_DATASET RECORDS:_

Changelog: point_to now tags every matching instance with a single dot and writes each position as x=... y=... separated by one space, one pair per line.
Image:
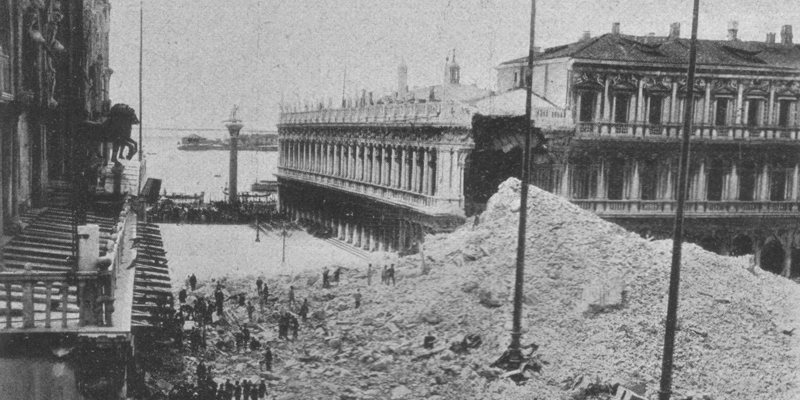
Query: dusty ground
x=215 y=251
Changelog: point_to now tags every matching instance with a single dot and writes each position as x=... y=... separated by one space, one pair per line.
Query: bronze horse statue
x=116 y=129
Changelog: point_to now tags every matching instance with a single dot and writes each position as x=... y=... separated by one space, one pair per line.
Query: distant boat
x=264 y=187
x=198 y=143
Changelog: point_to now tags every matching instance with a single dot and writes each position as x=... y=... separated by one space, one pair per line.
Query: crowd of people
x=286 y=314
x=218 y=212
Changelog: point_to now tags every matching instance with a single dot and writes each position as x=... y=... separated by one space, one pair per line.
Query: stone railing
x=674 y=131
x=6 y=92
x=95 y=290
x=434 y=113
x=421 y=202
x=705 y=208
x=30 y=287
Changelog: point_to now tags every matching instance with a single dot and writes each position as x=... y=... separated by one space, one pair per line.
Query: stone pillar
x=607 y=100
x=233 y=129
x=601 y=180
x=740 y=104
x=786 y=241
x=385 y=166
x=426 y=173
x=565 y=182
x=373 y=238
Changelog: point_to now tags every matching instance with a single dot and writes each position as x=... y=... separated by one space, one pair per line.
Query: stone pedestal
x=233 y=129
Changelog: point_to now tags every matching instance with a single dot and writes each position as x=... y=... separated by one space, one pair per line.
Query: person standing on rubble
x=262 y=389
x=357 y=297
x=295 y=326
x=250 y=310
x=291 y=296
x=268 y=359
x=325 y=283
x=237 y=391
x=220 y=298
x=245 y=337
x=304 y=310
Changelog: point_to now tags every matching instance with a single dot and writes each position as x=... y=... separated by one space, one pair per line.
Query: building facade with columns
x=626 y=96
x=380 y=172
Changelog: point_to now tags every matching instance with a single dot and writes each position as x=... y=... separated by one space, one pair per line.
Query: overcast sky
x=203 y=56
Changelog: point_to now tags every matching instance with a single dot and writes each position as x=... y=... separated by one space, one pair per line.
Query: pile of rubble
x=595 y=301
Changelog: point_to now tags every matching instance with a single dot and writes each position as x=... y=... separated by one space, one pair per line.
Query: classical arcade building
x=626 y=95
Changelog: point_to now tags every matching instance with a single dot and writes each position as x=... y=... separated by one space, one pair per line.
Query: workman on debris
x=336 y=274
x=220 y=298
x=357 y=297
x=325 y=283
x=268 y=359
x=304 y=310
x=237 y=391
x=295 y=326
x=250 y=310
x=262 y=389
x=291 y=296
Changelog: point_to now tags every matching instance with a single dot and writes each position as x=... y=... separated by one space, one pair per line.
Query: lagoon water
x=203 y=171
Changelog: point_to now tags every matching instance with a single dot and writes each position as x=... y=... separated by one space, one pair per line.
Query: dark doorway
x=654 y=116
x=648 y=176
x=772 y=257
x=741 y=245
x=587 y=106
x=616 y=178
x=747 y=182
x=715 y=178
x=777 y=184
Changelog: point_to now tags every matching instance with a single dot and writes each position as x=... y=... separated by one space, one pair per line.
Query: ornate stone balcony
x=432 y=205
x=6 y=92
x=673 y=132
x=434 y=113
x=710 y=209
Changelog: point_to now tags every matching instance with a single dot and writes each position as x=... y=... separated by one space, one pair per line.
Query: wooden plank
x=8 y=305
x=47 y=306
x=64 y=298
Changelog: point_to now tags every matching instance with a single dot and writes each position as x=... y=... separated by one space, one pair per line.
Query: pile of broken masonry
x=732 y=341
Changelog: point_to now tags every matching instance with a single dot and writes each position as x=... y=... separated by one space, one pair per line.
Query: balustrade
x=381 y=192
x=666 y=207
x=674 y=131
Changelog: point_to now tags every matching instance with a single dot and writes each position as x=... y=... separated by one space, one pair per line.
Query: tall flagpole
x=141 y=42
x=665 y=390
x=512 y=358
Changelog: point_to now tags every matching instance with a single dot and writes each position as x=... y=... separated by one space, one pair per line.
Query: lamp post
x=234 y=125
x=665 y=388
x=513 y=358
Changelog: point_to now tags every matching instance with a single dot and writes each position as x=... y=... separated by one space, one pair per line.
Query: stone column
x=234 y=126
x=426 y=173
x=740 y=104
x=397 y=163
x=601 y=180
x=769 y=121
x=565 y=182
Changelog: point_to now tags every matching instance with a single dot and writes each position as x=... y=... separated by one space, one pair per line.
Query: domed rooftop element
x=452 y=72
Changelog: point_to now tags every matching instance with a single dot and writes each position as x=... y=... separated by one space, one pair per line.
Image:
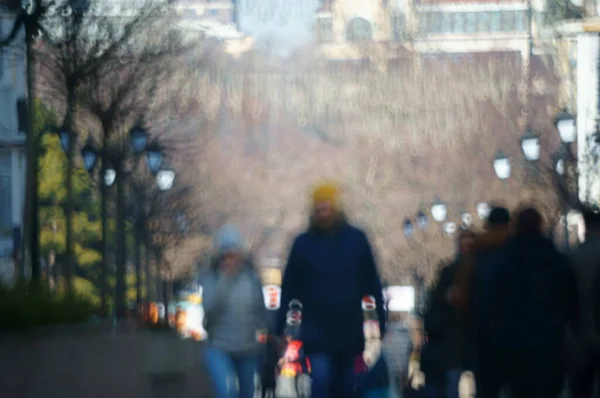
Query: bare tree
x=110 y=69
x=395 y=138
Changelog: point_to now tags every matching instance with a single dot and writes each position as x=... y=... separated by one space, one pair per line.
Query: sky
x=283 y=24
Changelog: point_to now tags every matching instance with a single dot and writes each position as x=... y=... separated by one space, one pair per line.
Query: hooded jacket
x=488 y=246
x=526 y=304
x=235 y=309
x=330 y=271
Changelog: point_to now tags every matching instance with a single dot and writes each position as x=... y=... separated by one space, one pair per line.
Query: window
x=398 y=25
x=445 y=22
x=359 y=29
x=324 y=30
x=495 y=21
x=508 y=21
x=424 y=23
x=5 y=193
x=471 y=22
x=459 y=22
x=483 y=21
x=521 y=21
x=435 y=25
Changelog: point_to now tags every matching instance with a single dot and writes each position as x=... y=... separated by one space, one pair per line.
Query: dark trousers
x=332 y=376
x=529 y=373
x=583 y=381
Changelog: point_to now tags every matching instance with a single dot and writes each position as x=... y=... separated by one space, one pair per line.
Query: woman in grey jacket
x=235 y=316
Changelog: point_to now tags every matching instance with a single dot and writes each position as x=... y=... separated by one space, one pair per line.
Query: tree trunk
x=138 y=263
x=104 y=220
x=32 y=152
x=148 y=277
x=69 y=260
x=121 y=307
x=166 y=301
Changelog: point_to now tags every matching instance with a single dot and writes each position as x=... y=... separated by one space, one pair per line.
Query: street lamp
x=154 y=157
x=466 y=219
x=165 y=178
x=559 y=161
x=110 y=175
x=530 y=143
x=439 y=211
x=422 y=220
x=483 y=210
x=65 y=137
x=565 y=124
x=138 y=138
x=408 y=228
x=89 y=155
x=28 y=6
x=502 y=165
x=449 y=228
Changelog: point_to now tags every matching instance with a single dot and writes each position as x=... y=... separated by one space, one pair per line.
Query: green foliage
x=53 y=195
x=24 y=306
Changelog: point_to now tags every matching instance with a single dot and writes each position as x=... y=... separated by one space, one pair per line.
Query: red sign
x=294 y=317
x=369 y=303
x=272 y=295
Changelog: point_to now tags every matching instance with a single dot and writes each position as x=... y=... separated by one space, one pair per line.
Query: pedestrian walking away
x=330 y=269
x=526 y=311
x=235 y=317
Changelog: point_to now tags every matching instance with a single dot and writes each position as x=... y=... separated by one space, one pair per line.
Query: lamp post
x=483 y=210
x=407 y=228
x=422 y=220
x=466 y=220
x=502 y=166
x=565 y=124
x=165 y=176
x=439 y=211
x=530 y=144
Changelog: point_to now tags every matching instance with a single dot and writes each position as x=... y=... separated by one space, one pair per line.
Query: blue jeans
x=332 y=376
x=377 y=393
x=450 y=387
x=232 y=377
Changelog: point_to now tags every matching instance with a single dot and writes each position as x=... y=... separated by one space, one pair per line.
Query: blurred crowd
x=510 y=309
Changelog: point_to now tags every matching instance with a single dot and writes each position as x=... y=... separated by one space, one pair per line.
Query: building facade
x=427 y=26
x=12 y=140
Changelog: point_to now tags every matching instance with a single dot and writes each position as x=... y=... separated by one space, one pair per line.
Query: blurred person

_TASK:_ Copy the material exactly. Do not include the pictures.

_THE COMPLETED TASK:_
Changelog: point_to now tags every matching instance with a single dot and writes each position as x=... y=... separated by one space, one pair per line.
Image:
Query: dusty ground
x=215 y=251
Changelog: point_to now tags every matching instance with a single dot and writes each position as x=... y=... separated by one space, one pair per line.
Query: bronze horse statue
x=116 y=129
Changelog: point_to now tags every matching instance with a single dot and writes each position as x=... y=... separated by one space, one pair per line.
Query: distant boat
x=264 y=187
x=198 y=143
Changelog: point_to now tags every matching instance with a single dot and writes each position as x=... y=... separated by one space, one pair per line.
Query: crowd of people
x=286 y=314
x=218 y=212
Changelog: point_to now tags every matching instance with a single dot and writes each position as x=... y=... separated by one space, one pair per line.
Query: stone railing
x=674 y=131
x=6 y=92
x=95 y=290
x=434 y=113
x=421 y=202
x=705 y=208
x=30 y=287
Changelog: point_to now tags every matching instance with a single dot and writes each position as x=... y=... separated by one space, one pair per line.
Query: stone pillar
x=607 y=100
x=233 y=129
x=601 y=180
x=740 y=104
x=786 y=241
x=385 y=166
x=426 y=173
x=565 y=182
x=373 y=238
Changelog: point_to now tags every matching instance with a single dot and writes each position as x=... y=... separated by one space, one pair per line.
Query: stone pedestal
x=233 y=129
Changelog: point_to now tags every matching instance with a single dot and writes each position as x=... y=... separated by one space, one pair per line.
Query: person standing on rubble
x=262 y=389
x=357 y=297
x=295 y=326
x=250 y=310
x=291 y=296
x=268 y=359
x=325 y=283
x=237 y=391
x=220 y=298
x=245 y=337
x=304 y=310
Changelog: point_to now tags every matching instance with a single dot and writes each position as x=... y=... separated by one space, one pair per line.
Query: building facade with columns
x=626 y=96
x=380 y=172
Changelog: point_to now tags every matching instance with a single dot and writes each position as x=... y=... separated by one space, one pair per line.
Query: overcast sky
x=203 y=56
Changelog: point_to now tags every matching instance with a single dot and writes each position as x=... y=... separated by one space, one pair per line.
Query: pile of rubble
x=595 y=301
Changelog: point_to now tags every matching instance with a single dot and writes each position as x=... y=... separated by one space, one pair per line.
Query: classical arcade building
x=626 y=95
Changelog: point_to now tags every matching instance with a single dot and writes each position as x=... y=... separated by one space, one pair per line.
Query: workman on debris
x=336 y=274
x=220 y=298
x=357 y=297
x=325 y=283
x=268 y=359
x=304 y=310
x=237 y=391
x=295 y=326
x=250 y=310
x=262 y=389
x=291 y=296
Changelog: point_to now tags every matching instance with a single dot and writes each position as x=... y=... separated by one space, one pair per line.
Query: lagoon water
x=203 y=171
Changelog: point_to now tags every matching instance with a single dot and writes each position as x=... y=... separated by one space, one pair per line.
Query: dark doorway
x=654 y=116
x=648 y=176
x=772 y=257
x=741 y=245
x=587 y=106
x=616 y=178
x=747 y=182
x=715 y=178
x=777 y=184
Changelog: point_to now tags every matching instance with a single dot and writes each position as x=... y=... separated by one space, one pair per line.
Query: ornate stone balcony
x=432 y=205
x=6 y=92
x=673 y=132
x=434 y=113
x=710 y=209
Changelog: point_to now tags every matching instance with a single dot and writes each position as x=... y=... separated by one space, one pair per line.
Query: wooden plank
x=8 y=305
x=47 y=306
x=64 y=298
Changelog: point_to now tags every matching instance with a single dot and writes each position as x=... y=... separated by one space, one pair per line.
Query: pile of broken masonry
x=732 y=341
Changelog: point_to now tags every matching instance with a single dot and writes each position as x=... y=... separated by one space, one pair per line.
Query: balustrade
x=381 y=192
x=666 y=207
x=674 y=131
Changelog: point_to now tags every matching instance with a single dot and writes each position as x=... y=... separated by one space, one pair per line.
Query: tall flagpole
x=141 y=42
x=665 y=390
x=512 y=358
Changelog: point_to now tags every matching instance with a single dot and writes each position as x=... y=... separated by one space, one pair per line.
Query: lamp post
x=234 y=125
x=665 y=388
x=513 y=358
Changelog: point_to now tags every matching instance with a single dot and writes each position as x=... y=... separated by one space, one pair per line.
Query: stone column
x=234 y=126
x=426 y=173
x=740 y=104
x=397 y=163
x=601 y=180
x=769 y=121
x=565 y=182
Changelog: point_to now tags every matching instance with a single dot and writes each position as x=... y=... separated by one space, one pair per line.
Query: domed rooftop element
x=452 y=72
Changelog: point_to now tags every matching instance with a single dot and writes each position as x=... y=... separated by one space, one pair per line.
Image:
Query: bare tree
x=110 y=69
x=395 y=138
Changelog: point_to now tags every matching instance with a single dot and writes each position as x=... y=... separated by one space, one pair per line.
Query: sky
x=283 y=24
Changelog: point_to now tags every matching instance with a single dot and writes each position as x=... y=... separated by one space, one pair per line.
Query: hooded jacket
x=488 y=246
x=526 y=304
x=235 y=309
x=330 y=271
Changelog: point_to now tags every matching instance with a single dot and writes each position as x=... y=... separated by one space, one pair per line.
Query: window
x=398 y=25
x=445 y=22
x=359 y=29
x=324 y=30
x=495 y=21
x=508 y=21
x=424 y=23
x=5 y=193
x=471 y=22
x=459 y=22
x=483 y=21
x=521 y=21
x=435 y=25
Changelog: point_to now tags every matching instance with a single dot and writes each position as x=... y=... separated by one space, one pair per line.
Query: dark trousers
x=332 y=376
x=529 y=373
x=583 y=381
Changelog: point_to now tags every matching instance with a single dot and writes each position as x=... y=... separated by one space, one pair per line.
Query: woman in grey jacket
x=235 y=316
Changelog: point_to now tags every matching instance with a single dot and writes each position as x=... y=... separated by one space, one pair per line.
Query: tree trunk
x=138 y=263
x=104 y=220
x=32 y=152
x=148 y=277
x=69 y=260
x=121 y=307
x=166 y=301
Changelog: point_to now tags every matching instance with a single dot and writes each position as x=... y=... separated by one space, one pair per line.
Query: street lamp
x=154 y=157
x=466 y=219
x=165 y=178
x=559 y=161
x=110 y=175
x=530 y=143
x=439 y=211
x=422 y=220
x=483 y=210
x=65 y=137
x=565 y=124
x=138 y=138
x=408 y=228
x=89 y=155
x=28 y=6
x=502 y=165
x=449 y=228
Changelog: point_to now tags every matching instance with a single dot and writes each position as x=... y=... separated by one space, one pair per line.
Query: green foliage
x=53 y=195
x=24 y=306
Changelog: point_to now tags every matching instance with a single dot and writes each position as x=... y=... separated by one space, one pair per line.
Query: red sign
x=294 y=317
x=369 y=303
x=272 y=295
Changelog: point_to now tags every matching instance with a single dot and writes each position as x=... y=... separated by one space, one pair per line.
Query: pedestrian walking away
x=330 y=269
x=526 y=311
x=235 y=317
Changelog: point_to now tags every matching instance with a single dot and writes each position as x=... y=... separated by one space, one pair per line.
Query: lamp post
x=483 y=210
x=407 y=228
x=422 y=220
x=466 y=220
x=502 y=166
x=565 y=124
x=165 y=176
x=439 y=211
x=530 y=144
Changelog: point_to now tags every matching instance with a single dot and writes each position as x=... y=... separated by one space, one pair per line.
Query: blue jeans
x=332 y=376
x=377 y=393
x=450 y=387
x=232 y=377
Changelog: point_to now tags every matching instance with a single dot and writes each position as x=... y=... separated by one space, one pair per line.
Query: blurred crowd
x=510 y=309
Changelog: point_to now tags every matching instance with a single dot and writes each position as x=... y=... separated by one space, one pair per line.
Query: building facade
x=427 y=26
x=12 y=140
Changelog: point_to now tags every matching instance with a single dot and writes each position as x=... y=... separated by one space, one pair per line.
Query: blurred person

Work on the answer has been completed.